### Source excerpt:
The initial impetus for this project grew out of my fascination with the extent to which editorial cartoons have long served so many rhetorical purposes in U.S. American wartimes. Since the Founding Period, they have been used for propaganda, military recruitment, criticism, and so on. What I realized more and more, though, as I looked into editorial cartoons in specific moments of both armed conflict and political crisis (which, in our history, often go together) is that they are frequently at the center of images and ideas about cultural identity. Consider Ben Franklin’s early artwork that dabbled in depictions of something like national union in his appeal to join or die.

Consider Thomas Nast, an Irish immigrant, in the Civil War era making caricatures of Americanism with a nationalistic kind of liberalism that pushed him toward the heart of principles that we all like to say are part and parcel of who we are. Liberty. Freedom. Opportunity. And consider that Nast’s work over and again appealed to the better angels of civic virtue as they come up against the vices, and even the violent spasms and paroxysms, that emanate from our political differences, i.e., xenophobia, racism, sexism, and other forms of prejudice that undermine—or, sadly, underwrite—collective pride.

### Data shown:

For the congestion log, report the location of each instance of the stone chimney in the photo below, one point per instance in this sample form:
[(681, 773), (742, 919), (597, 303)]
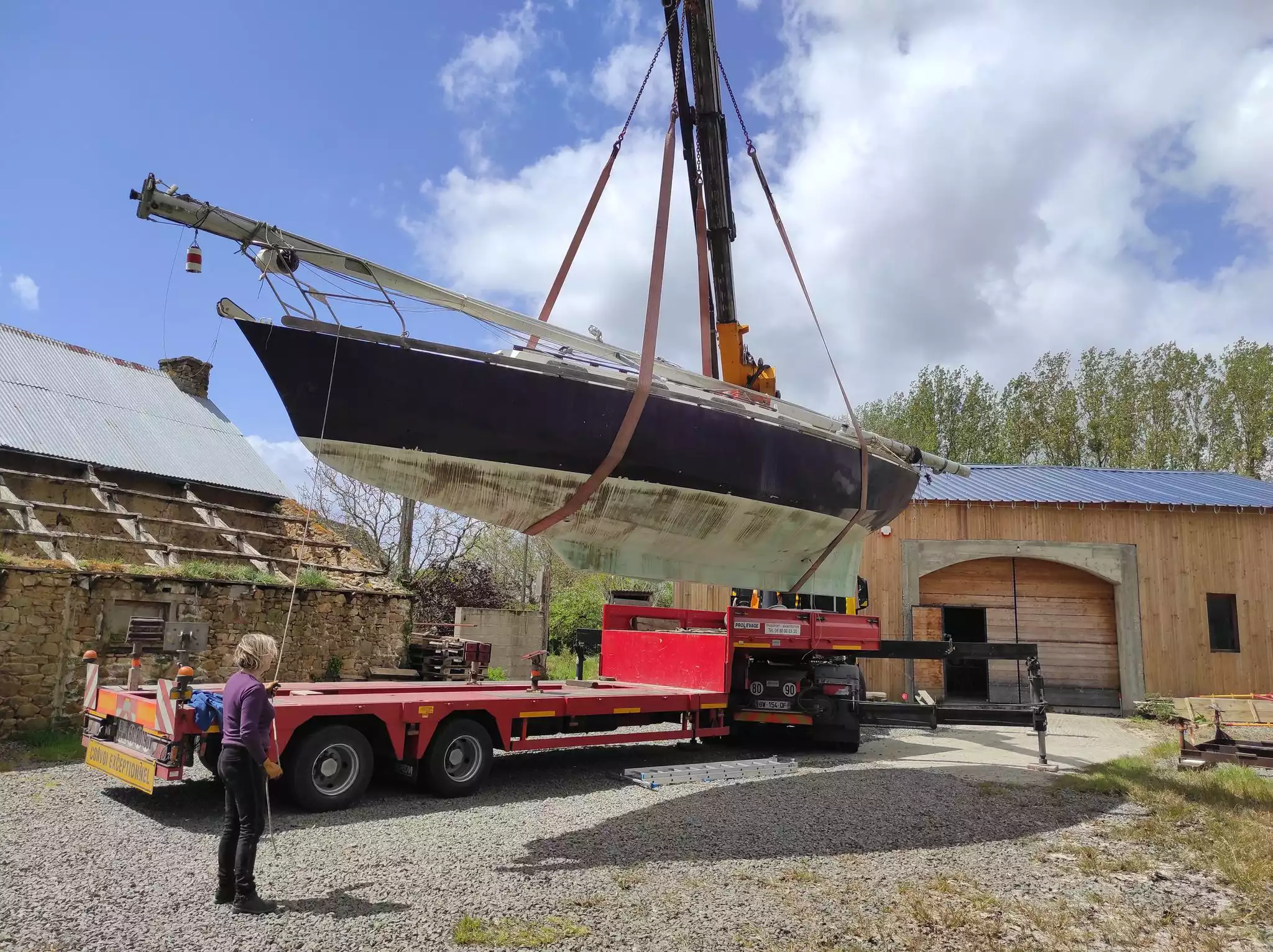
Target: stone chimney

### Work to complete:
**A.** Please return, word for word, the part of the passage on editorial cartoons that begins at the words "Consider Thomas Nast, an" and stops after "sadly, underwrite—collective pride.".
**B.** According to the passage on editorial cartoons, what gave rise to the writer's project? Answer in one to three sentences.
**C.** In the passage on editorial cartoons, what is Thomas Nast's background?
Work from the passage on editorial cartoons alone.

### Answer list:
**A.**
Consider Thomas Nast, an Irish immigrant, in the Civil War era making caricatures of Americanism with a nationalistic kind of liberalism that pushed him toward the heart of principles that we all like to say are part and parcel of who we are. Liberty. Freedom. Opportunity. And consider that Nast’s work over and again appealed to the better angels of civic virtue as they come up against the vices, and even the violent spasms and paroxysms, that emanate from our political differences, i.e., xenophobia, racism, sexism, and other forms of prejudice that undermine—or, sadly, underwrite—collective pride.

**B.** The project grew out of the writer's fascination with how editorial cartoons have long served many rhetorical purposes in U.S. American wartimes. Since the Founding Period, these purposes have included propaganda, military recruitment, and criticism.

**C.** He was an Irish immigrant.